== Given exercise ==
Rescale the stretch of lines below, from the line that contains "In this exercise you will tag the cracked" through the final line, and write out each of these lines again, requests included. Multiply every x and y coordinate in the answers by 1.4 and round it to a whole number, with halves rounded up.
Data provided start
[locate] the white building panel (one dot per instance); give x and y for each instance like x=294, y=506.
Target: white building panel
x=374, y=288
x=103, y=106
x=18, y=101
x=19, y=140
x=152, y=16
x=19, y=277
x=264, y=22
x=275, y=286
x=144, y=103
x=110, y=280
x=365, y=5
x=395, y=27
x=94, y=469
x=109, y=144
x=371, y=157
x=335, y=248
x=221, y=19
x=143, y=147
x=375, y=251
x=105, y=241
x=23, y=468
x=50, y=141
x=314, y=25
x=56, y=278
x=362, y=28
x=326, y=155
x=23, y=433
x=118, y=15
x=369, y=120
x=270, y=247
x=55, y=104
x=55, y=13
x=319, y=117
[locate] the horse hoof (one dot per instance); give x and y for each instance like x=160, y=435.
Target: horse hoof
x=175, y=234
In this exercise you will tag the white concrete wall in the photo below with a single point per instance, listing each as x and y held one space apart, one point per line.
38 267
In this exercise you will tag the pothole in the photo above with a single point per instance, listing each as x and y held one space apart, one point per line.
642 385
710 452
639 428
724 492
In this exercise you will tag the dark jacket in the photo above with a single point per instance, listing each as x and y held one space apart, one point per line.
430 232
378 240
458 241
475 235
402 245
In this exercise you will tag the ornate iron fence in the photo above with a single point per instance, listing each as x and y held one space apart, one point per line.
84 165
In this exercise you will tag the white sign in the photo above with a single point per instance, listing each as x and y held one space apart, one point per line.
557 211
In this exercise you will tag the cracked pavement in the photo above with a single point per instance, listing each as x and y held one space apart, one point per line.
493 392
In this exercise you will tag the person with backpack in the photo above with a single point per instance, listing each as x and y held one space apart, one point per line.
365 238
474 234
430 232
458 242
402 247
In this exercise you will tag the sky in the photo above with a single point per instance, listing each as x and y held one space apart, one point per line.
Data provided end
== Solution ==
In this exercise you will tag the cracked pavement in the photo above with a single point per instance, listing each as x and y held one space apart, one point per line.
690 549
In this exercise you will tag the person with backpack in the photo above with a single point per instance, listing each as x and y held one space apart, one point per line.
511 333
664 328
602 325
641 339
563 346
In this exercise you will tag the sky in the photo above with a single point per instance, listing each as x and y held one space apart, one point per line.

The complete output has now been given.